● **Stated exercise**
Begin with the line holding "of the hiking" and write out each following line to the end of the data, exactly. Pictures are left out.

● **Task material**
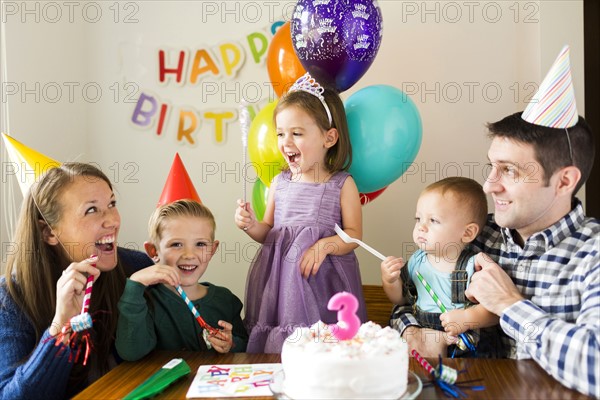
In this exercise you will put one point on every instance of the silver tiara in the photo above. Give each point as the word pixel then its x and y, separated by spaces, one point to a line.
pixel 308 84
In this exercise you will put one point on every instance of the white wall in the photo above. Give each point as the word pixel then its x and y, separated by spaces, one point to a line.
pixel 462 62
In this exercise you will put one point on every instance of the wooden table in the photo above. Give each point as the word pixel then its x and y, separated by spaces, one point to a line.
pixel 503 379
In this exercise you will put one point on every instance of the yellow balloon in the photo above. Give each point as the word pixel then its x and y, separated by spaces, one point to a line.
pixel 262 145
pixel 30 164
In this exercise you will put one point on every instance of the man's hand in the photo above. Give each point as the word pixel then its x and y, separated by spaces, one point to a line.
pixel 427 342
pixel 491 287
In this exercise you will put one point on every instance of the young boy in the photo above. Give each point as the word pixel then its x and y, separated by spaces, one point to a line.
pixel 152 315
pixel 450 214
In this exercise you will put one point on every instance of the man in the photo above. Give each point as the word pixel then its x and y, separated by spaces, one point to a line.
pixel 539 269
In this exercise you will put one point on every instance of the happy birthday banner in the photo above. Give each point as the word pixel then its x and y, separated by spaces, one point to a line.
pixel 194 69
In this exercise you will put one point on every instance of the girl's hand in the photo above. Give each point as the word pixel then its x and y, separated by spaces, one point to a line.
pixel 223 341
pixel 70 289
pixel 157 273
pixel 390 269
pixel 244 216
pixel 313 257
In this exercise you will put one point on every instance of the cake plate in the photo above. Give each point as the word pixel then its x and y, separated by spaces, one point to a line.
pixel 413 388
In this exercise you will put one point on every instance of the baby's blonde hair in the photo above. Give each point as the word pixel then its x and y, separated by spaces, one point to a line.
pixel 468 193
pixel 179 208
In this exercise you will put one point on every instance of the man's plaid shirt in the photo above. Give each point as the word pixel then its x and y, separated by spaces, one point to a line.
pixel 558 272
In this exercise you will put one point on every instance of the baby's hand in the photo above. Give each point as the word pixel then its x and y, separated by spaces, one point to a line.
pixel 158 273
pixel 454 323
pixel 244 216
pixel 390 269
pixel 222 341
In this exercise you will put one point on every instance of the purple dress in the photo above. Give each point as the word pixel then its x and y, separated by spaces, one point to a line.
pixel 278 298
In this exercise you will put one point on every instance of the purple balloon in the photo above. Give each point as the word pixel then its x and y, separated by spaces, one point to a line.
pixel 337 40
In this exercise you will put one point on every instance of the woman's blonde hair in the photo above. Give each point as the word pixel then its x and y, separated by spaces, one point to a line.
pixel 33 270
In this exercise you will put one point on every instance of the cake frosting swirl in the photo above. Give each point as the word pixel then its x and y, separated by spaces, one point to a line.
pixel 373 364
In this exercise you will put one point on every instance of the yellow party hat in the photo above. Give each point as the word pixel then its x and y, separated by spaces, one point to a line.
pixel 29 164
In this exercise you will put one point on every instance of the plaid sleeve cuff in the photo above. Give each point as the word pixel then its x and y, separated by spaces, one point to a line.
pixel 523 321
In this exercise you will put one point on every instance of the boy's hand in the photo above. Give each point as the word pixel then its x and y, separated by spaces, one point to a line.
pixel 222 341
pixel 244 216
pixel 158 273
pixel 390 269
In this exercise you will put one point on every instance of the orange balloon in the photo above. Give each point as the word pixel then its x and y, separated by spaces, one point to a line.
pixel 283 64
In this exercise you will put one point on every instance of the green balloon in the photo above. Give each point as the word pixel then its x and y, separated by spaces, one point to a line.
pixel 260 193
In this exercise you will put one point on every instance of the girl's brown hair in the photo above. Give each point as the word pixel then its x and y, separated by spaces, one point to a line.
pixel 339 156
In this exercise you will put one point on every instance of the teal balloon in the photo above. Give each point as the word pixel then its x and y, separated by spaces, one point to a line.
pixel 385 133
pixel 260 193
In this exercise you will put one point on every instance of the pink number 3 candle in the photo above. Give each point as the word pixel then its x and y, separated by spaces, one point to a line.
pixel 346 305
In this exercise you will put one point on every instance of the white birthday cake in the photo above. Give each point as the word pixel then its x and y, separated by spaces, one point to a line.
pixel 373 364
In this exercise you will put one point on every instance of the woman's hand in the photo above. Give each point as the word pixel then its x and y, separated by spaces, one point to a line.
pixel 157 273
pixel 222 341
pixel 70 289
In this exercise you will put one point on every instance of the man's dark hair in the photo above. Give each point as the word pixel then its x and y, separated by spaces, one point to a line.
pixel 551 145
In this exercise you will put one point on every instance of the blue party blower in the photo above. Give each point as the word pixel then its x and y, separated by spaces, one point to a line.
pixel 170 372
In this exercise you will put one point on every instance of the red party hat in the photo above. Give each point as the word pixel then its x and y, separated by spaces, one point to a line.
pixel 179 186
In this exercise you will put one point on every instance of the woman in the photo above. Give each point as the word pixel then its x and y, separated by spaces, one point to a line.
pixel 67 230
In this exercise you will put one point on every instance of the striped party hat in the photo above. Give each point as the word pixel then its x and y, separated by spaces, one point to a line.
pixel 554 105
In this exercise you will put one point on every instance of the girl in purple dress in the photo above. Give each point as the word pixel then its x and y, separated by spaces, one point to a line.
pixel 302 262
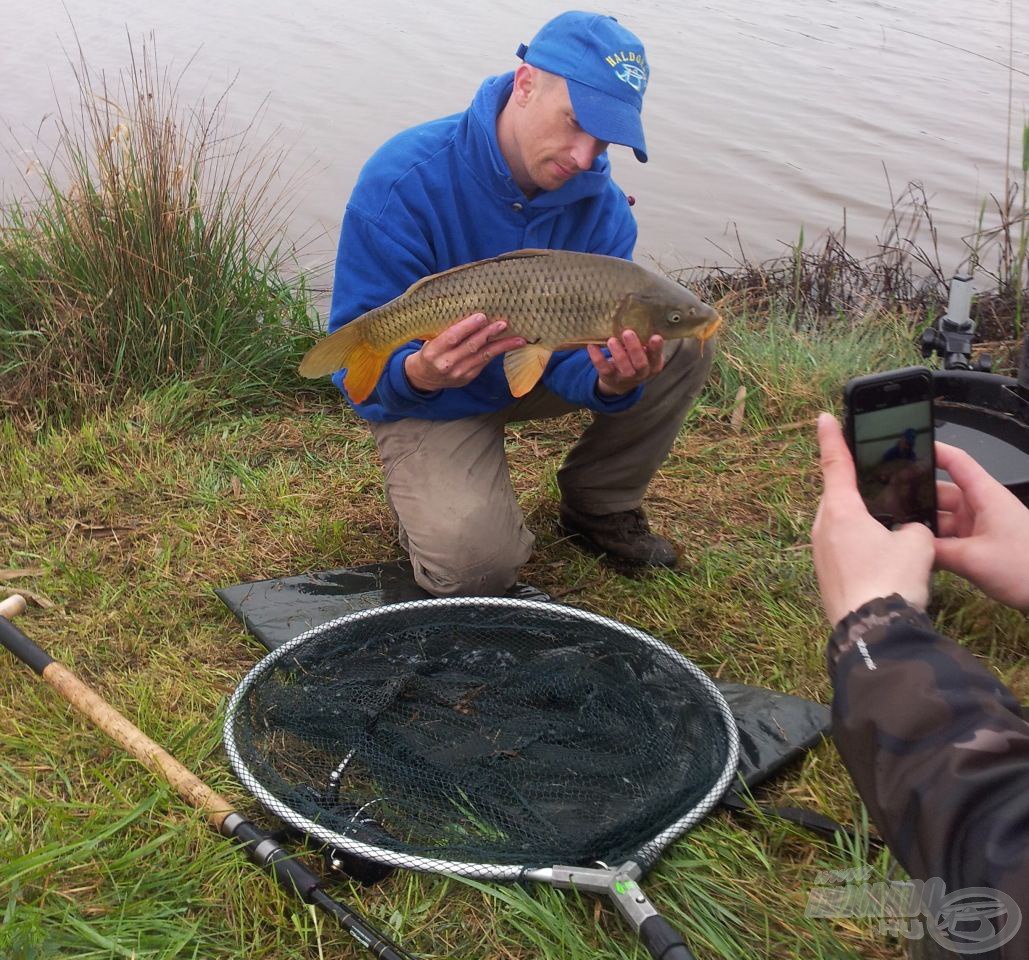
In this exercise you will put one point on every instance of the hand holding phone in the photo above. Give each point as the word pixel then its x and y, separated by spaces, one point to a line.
pixel 889 429
pixel 857 559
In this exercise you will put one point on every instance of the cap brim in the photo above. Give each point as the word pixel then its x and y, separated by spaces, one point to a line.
pixel 607 117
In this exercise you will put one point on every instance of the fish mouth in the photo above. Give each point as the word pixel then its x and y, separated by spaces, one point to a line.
pixel 710 328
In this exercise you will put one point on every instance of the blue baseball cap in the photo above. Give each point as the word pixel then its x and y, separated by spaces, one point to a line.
pixel 606 71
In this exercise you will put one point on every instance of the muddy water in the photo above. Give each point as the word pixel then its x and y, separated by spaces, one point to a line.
pixel 764 117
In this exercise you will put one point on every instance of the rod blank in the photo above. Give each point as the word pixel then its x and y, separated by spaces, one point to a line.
pixel 260 848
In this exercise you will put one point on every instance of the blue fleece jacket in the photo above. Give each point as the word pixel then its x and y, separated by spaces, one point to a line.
pixel 440 194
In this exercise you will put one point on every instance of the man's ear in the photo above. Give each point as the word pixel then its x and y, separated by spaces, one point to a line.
pixel 526 81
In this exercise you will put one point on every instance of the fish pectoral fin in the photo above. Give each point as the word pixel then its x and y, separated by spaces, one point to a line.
pixel 524 367
pixel 347 348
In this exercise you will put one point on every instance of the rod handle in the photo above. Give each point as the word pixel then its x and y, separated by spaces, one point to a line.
pixel 12 606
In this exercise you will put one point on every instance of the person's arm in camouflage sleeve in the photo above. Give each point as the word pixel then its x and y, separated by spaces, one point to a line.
pixel 935 744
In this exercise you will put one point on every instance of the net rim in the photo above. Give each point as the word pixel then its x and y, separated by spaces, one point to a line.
pixel 647 852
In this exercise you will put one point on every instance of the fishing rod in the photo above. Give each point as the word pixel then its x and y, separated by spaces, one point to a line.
pixel 259 847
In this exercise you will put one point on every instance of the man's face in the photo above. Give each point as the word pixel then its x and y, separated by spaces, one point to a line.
pixel 553 148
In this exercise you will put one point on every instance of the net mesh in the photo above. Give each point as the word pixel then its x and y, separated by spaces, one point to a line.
pixel 510 733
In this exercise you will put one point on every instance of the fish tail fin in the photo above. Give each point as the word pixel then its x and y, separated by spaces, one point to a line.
pixel 347 348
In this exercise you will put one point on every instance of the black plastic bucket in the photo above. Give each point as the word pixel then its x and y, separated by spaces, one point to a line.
pixel 988 416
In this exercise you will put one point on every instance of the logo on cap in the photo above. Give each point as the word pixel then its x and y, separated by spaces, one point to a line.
pixel 630 68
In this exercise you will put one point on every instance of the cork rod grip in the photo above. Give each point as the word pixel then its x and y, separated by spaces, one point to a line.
pixel 154 757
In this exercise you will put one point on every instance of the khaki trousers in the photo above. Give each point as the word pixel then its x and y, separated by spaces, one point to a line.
pixel 449 485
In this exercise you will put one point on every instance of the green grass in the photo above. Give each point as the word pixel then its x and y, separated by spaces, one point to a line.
pixel 148 252
pixel 127 523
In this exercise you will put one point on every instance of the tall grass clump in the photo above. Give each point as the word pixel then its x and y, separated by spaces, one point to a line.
pixel 148 250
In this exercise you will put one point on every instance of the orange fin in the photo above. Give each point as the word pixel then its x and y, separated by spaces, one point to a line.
pixel 524 367
pixel 347 348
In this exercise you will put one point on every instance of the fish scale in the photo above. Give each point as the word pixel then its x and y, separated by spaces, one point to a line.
pixel 553 298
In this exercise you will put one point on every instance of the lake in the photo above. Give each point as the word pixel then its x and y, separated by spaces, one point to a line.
pixel 764 117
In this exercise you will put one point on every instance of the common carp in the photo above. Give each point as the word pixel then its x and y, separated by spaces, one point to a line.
pixel 556 299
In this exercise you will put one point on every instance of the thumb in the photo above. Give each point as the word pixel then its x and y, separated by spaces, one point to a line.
pixel 951 554
pixel 837 463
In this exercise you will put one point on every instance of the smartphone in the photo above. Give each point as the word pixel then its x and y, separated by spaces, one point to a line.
pixel 889 427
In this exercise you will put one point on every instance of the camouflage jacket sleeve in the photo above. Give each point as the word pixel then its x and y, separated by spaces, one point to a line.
pixel 938 750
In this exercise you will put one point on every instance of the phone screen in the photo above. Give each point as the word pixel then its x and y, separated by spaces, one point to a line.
pixel 895 463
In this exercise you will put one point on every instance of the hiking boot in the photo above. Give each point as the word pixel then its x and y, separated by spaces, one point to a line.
pixel 625 536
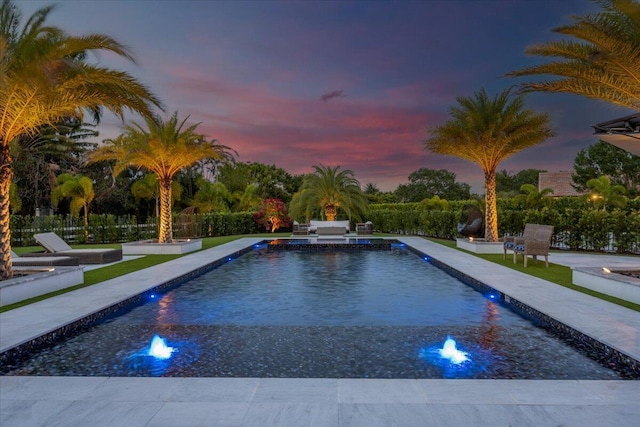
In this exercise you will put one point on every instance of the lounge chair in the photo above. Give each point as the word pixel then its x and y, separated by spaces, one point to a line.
pixel 364 229
pixel 300 229
pixel 55 245
pixel 43 261
pixel 536 240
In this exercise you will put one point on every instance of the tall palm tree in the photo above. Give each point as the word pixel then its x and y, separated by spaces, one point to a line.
pixel 212 196
pixel 77 188
pixel 486 131
pixel 149 188
pixel 329 189
pixel 44 77
pixel 603 63
pixel 164 148
pixel 604 194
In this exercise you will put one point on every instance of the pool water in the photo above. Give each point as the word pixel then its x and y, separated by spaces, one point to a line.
pixel 331 314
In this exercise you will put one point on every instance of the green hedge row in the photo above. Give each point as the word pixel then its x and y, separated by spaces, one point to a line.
pixel 114 229
pixel 581 228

● **Response to this task**
In this exercise you will put one point on every instance of the hiking boot in the photo above. Give each point as the word pixel then its x and y, separated by spaces, one point to a line.
pixel 625 536
In this exercise you will put one point on every instance of the lounge chair in the photo above. Give each point as the word pixel then its x and y, separated by spaces, one point to a line.
pixel 364 229
pixel 300 229
pixel 55 245
pixel 43 261
pixel 536 240
In this exercise you will put one point on every instance of the tall palm tree in the photo above. Give each point as the word pixel then its x and y, separated by spaces, one point to a line.
pixel 212 196
pixel 77 188
pixel 486 131
pixel 149 188
pixel 329 189
pixel 44 77
pixel 603 63
pixel 164 148
pixel 604 194
In this exercise you will put one point on every instance of the pool water in the photo above. Give each point as the word pixel then its x and y, separated by spaces, one point to a line.
pixel 331 314
In this exercise you will put one point on every instance of the green hedge row in the photo above. Give each point as the word pixel then its x and y, separated by spaces, one point to a line.
pixel 114 229
pixel 581 228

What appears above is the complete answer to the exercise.